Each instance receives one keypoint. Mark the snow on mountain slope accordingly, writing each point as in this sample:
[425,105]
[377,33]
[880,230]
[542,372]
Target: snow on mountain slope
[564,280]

### Written problem
Rewrite all the records with every "mountain slope" changed to "hillside", leaving everything else unchanged.

### Answer to the problem
Each instance receives one keypoint. Mark the snow on hillside accordingly, writing each point as in this sample:
[425,105]
[377,33]
[880,230]
[542,372]
Target: snow on hillside
[564,280]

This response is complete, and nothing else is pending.